- WORK REQUEST: Start at the line below containing "point(1274, 373)" and stop at the line containing "point(1253, 123)". Repeat every line of that stretch exactly, and nothing outside it.

- Stored data entries:
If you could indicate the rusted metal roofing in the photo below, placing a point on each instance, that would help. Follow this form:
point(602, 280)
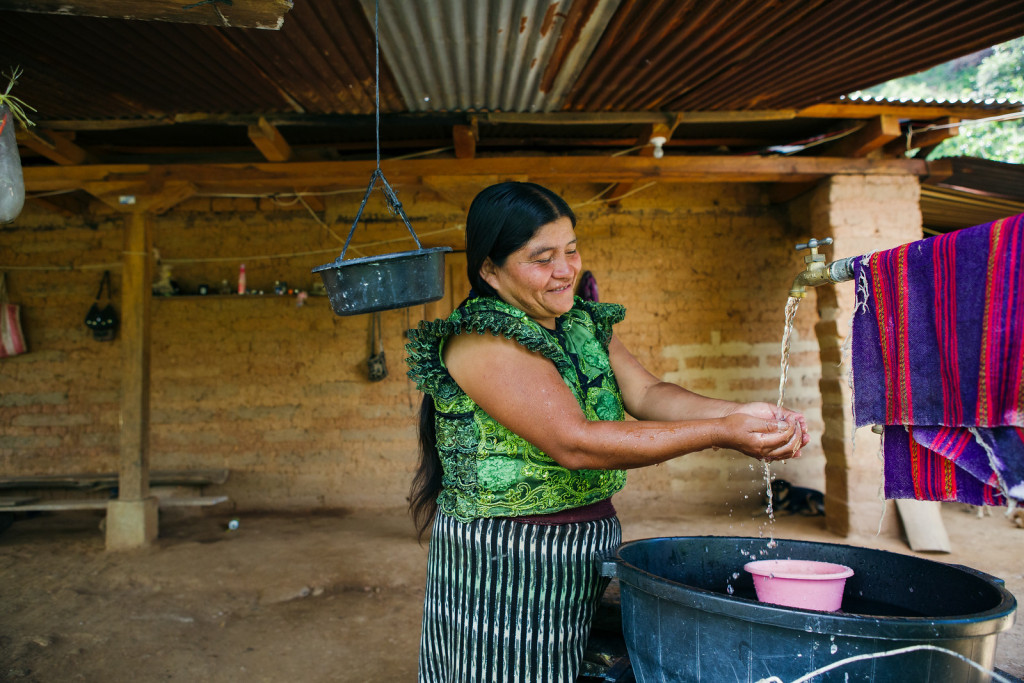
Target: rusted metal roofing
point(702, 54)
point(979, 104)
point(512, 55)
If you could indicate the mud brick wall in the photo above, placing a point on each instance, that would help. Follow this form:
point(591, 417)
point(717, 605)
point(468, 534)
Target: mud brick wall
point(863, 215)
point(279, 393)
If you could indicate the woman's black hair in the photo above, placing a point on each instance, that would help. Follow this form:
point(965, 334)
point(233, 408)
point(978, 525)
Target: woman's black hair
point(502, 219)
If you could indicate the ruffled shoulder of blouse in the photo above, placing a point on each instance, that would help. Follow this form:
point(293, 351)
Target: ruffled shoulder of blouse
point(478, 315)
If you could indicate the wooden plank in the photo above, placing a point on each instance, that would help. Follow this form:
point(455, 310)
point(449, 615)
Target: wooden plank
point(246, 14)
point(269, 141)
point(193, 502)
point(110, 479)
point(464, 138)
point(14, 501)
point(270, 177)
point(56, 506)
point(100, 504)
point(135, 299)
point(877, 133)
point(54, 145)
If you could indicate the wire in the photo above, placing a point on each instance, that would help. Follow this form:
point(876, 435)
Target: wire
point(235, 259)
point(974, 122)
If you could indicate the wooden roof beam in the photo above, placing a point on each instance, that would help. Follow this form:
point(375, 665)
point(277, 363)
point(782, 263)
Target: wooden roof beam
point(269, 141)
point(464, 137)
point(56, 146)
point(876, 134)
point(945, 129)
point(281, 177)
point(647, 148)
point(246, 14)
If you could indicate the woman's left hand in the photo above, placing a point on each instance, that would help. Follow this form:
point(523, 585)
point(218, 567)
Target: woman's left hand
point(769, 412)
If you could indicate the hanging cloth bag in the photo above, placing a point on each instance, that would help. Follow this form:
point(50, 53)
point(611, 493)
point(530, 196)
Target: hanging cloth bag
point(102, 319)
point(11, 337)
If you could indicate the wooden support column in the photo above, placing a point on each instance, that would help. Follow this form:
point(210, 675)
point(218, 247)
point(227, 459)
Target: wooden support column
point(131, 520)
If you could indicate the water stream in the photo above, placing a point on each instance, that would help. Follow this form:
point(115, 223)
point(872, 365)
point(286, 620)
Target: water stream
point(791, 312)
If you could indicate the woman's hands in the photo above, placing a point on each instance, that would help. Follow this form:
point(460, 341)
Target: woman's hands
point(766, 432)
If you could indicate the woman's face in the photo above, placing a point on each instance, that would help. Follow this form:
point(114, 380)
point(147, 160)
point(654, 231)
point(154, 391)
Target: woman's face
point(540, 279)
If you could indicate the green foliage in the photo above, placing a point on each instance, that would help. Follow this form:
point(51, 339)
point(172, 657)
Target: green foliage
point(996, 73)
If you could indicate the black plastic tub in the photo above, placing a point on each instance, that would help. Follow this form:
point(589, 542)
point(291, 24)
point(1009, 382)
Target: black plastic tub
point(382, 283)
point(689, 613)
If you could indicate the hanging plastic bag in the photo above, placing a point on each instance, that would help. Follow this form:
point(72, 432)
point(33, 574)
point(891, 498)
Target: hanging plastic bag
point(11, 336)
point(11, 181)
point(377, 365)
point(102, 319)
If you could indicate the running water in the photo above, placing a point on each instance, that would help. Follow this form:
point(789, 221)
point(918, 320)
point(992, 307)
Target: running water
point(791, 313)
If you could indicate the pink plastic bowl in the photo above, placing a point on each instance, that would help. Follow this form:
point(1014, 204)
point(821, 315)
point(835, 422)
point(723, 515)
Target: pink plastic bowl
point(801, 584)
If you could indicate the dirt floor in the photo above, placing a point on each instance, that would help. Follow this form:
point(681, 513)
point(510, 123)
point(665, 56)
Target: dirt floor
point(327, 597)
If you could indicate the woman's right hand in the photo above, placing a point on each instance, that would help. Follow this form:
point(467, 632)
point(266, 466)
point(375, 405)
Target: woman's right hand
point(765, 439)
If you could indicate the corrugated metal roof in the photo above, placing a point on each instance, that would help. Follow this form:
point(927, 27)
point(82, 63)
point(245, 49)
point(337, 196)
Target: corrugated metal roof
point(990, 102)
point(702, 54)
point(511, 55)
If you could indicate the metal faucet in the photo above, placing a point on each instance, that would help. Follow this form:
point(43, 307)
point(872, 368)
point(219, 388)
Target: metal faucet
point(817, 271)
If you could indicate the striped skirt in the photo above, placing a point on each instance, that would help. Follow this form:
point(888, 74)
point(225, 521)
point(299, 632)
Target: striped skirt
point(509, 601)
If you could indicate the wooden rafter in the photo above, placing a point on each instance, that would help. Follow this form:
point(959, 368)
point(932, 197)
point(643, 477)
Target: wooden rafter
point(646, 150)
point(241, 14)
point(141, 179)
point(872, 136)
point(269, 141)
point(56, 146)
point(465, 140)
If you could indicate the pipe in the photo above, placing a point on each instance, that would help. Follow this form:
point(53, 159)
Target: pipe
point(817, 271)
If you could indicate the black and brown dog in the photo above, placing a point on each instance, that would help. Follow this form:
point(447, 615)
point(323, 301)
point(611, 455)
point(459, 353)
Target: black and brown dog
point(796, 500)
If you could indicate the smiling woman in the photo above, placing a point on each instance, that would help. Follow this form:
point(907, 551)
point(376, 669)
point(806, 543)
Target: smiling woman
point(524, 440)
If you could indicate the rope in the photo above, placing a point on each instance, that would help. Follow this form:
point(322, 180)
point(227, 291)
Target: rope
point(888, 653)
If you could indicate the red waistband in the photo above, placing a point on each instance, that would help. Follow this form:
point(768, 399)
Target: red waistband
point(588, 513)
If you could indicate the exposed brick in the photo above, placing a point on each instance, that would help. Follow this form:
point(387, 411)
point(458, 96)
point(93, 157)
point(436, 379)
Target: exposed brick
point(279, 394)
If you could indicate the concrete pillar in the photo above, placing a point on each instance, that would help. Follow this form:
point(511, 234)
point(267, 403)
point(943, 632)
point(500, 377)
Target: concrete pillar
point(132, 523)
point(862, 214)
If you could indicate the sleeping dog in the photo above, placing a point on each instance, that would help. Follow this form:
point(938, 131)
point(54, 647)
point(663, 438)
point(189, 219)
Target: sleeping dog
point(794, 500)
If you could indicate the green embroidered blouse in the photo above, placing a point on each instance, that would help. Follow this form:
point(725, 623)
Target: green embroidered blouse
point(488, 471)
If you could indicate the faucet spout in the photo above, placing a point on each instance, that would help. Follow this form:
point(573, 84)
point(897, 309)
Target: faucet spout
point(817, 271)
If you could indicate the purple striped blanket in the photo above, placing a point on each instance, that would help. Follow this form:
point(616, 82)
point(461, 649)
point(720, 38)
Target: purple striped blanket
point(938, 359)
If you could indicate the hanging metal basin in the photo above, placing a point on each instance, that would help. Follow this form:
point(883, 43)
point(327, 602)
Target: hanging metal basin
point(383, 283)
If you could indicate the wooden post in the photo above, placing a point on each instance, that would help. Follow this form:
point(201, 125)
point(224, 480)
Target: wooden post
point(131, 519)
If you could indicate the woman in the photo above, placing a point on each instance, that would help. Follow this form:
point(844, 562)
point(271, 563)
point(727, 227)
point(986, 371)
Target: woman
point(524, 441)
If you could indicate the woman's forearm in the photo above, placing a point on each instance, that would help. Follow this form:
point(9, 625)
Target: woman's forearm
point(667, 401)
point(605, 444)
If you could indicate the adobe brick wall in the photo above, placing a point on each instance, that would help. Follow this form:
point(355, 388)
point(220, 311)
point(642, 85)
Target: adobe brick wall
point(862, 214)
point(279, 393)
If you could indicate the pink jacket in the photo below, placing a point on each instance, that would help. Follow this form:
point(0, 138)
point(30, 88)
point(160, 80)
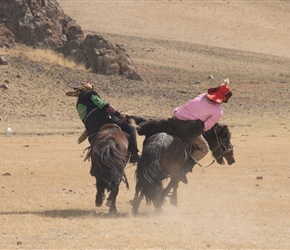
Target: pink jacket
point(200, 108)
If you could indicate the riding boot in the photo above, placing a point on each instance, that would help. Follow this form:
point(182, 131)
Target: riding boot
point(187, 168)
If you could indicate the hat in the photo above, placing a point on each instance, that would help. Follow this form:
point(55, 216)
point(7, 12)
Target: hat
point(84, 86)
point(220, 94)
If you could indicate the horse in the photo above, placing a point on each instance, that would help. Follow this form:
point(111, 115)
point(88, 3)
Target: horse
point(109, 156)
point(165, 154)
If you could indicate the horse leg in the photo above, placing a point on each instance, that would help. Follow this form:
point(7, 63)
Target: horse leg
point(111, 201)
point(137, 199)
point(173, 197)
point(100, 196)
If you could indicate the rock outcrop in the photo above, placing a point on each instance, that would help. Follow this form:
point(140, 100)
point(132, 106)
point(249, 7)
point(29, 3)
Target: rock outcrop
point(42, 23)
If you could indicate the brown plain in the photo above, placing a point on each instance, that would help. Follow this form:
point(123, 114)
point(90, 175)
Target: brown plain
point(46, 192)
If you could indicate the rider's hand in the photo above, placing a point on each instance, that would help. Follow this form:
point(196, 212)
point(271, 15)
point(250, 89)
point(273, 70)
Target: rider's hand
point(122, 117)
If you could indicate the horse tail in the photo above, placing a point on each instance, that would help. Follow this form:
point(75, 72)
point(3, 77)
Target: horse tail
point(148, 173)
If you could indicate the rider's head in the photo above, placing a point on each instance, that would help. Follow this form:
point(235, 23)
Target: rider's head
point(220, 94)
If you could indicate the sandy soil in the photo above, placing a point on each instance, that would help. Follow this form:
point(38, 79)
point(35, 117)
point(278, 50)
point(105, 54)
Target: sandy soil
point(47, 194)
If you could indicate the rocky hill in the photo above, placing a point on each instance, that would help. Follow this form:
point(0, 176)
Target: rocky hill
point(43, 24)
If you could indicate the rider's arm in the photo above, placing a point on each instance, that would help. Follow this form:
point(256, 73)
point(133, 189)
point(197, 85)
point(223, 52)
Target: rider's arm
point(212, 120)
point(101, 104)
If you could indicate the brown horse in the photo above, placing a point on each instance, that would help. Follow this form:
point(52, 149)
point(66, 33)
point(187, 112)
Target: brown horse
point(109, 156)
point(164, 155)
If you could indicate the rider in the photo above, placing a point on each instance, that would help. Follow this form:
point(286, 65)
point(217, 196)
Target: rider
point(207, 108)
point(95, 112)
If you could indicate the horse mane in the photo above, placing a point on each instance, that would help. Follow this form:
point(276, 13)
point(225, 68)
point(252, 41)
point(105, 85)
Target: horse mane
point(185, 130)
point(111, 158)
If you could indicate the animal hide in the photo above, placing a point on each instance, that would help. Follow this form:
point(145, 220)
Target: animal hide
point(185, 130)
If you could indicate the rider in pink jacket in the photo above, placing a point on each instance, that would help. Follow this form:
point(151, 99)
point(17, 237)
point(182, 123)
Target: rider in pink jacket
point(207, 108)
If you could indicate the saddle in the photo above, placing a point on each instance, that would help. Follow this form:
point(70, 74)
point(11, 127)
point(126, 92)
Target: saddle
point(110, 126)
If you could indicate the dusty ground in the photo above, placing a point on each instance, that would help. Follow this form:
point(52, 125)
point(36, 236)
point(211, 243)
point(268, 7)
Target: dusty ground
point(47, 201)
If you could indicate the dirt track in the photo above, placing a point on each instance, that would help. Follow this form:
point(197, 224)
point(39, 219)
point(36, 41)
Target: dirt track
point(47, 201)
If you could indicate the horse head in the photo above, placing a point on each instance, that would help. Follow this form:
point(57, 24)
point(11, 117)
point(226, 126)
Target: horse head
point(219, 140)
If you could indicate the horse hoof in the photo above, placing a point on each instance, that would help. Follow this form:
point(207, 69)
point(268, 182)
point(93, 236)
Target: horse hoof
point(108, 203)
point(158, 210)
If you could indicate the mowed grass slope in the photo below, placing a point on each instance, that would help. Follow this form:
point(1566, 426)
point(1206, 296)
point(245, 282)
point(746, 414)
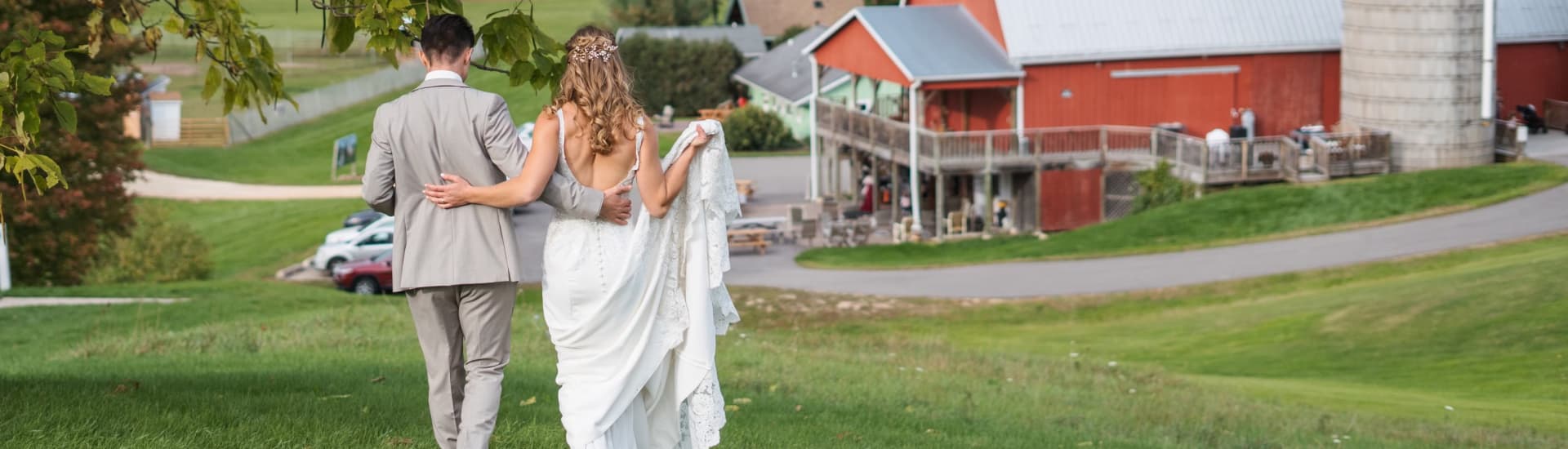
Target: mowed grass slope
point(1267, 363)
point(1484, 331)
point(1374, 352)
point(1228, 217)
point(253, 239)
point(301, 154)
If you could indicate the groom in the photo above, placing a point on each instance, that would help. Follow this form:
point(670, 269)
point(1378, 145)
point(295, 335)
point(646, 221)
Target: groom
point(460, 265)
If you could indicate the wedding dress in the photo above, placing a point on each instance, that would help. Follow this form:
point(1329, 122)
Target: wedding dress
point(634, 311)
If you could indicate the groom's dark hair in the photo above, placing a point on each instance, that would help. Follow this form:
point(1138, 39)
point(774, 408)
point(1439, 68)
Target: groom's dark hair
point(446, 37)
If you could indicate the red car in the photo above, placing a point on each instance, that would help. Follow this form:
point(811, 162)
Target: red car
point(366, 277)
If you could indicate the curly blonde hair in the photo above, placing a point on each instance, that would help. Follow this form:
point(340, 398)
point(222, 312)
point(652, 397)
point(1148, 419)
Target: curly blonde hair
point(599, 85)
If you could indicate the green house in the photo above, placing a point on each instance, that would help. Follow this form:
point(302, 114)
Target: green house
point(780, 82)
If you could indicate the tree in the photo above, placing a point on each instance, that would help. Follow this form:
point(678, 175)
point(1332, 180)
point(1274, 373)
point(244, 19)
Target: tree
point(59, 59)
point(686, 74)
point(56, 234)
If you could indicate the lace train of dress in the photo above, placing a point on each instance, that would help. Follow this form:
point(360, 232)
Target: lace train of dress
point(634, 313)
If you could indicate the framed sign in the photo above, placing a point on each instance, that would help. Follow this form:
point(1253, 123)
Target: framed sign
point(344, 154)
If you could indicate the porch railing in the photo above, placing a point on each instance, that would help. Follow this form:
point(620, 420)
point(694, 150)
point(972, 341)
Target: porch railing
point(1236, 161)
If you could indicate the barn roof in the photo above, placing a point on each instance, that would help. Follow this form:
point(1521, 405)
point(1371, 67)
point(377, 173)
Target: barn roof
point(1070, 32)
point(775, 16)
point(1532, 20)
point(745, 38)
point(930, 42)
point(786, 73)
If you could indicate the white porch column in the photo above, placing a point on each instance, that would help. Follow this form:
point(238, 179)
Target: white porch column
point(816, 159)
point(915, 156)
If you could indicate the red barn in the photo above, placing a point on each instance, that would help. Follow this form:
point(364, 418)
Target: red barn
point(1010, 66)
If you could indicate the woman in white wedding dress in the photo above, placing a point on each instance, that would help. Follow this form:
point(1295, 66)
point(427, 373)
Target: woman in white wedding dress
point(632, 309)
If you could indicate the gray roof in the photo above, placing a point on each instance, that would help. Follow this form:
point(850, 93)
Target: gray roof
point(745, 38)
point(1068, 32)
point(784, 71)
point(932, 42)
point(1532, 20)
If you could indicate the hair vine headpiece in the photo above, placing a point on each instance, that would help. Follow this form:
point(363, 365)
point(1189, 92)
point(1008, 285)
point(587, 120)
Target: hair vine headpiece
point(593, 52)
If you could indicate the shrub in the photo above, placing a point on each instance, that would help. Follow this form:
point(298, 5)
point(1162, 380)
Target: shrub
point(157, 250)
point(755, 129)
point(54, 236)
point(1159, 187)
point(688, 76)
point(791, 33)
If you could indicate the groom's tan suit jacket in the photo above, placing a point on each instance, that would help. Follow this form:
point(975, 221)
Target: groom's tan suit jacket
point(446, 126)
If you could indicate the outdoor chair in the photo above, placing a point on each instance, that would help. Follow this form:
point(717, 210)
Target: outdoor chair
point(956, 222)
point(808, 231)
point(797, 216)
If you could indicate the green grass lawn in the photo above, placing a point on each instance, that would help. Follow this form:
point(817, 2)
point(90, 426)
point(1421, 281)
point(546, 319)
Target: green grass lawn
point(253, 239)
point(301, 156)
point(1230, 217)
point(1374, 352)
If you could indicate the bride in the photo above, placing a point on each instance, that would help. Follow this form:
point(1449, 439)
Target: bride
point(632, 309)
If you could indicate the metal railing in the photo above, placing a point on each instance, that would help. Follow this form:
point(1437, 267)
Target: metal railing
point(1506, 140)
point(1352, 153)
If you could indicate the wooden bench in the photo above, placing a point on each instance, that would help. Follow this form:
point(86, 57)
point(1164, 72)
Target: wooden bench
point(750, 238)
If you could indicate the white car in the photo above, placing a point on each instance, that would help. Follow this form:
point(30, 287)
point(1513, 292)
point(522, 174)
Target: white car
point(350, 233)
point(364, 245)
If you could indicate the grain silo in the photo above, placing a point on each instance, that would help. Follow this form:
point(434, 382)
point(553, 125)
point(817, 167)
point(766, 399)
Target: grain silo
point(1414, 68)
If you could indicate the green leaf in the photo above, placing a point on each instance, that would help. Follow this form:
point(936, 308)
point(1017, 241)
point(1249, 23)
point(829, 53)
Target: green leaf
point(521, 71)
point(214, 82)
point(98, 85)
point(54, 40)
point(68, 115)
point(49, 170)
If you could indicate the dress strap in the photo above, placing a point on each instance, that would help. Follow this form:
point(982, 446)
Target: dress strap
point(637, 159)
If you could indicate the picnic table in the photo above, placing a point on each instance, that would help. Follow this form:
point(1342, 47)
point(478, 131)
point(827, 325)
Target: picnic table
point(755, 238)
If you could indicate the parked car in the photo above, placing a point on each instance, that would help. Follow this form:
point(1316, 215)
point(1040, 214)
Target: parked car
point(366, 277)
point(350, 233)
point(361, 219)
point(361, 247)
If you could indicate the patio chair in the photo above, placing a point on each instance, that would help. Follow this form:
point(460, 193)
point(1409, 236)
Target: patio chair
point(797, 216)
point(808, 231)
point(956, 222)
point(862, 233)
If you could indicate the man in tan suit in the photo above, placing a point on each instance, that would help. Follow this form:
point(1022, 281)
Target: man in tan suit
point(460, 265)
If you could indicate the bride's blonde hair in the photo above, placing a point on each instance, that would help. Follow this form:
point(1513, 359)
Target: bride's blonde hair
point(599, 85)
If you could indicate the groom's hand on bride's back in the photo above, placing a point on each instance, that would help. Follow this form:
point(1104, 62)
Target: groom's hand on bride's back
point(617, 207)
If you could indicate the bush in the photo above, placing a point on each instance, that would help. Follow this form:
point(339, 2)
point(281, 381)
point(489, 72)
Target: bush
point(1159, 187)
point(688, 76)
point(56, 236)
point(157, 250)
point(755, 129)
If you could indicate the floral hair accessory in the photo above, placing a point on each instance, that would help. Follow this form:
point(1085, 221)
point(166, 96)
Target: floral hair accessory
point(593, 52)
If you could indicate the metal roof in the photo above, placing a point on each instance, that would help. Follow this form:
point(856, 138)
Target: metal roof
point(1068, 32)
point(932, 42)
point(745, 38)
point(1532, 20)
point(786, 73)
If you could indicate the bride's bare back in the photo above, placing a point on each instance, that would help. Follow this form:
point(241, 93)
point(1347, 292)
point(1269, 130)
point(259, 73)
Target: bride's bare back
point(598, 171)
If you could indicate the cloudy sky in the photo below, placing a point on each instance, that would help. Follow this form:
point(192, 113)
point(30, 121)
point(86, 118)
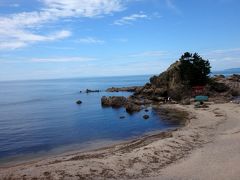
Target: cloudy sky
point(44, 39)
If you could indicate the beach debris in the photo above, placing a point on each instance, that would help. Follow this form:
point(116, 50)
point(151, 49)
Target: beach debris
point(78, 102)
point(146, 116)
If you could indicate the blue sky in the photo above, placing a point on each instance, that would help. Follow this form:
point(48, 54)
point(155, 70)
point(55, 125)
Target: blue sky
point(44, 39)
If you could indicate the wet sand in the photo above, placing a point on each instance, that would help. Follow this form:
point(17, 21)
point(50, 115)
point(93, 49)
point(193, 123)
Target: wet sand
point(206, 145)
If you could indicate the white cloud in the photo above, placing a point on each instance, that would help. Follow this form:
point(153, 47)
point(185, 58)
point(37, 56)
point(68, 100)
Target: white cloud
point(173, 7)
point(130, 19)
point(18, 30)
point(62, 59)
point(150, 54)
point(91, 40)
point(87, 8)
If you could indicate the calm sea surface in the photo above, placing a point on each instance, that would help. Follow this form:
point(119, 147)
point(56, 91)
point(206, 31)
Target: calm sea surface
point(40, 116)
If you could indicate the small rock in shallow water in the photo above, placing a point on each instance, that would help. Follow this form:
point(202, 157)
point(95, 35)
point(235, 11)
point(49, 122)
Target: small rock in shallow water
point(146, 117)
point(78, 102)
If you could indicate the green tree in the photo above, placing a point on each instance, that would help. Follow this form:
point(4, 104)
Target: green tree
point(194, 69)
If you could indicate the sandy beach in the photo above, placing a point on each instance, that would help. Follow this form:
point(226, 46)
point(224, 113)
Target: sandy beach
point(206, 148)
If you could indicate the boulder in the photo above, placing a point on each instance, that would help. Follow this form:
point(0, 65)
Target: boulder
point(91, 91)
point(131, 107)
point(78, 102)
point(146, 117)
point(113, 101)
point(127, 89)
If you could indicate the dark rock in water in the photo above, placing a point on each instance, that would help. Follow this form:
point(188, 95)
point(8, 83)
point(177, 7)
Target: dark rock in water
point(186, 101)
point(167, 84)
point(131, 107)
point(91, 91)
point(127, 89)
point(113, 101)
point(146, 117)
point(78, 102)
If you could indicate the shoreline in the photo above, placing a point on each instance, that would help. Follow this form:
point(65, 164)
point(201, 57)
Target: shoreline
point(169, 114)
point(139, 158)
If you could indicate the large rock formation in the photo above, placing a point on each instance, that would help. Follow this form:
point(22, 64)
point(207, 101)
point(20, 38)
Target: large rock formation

- EXPECTED ANSWER:
point(1274, 373)
point(244, 19)
Target: tree
point(59, 59)
point(686, 74)
point(56, 234)
If you could indicate the lace train of dress in the photo above, placing a point on each instance, that would help. Follow this form:
point(360, 232)
Target: lace train of dress
point(634, 313)
If you could indicate the framed sign in the photo above, placing a point on each instance, that would help. Follow this form:
point(1253, 123)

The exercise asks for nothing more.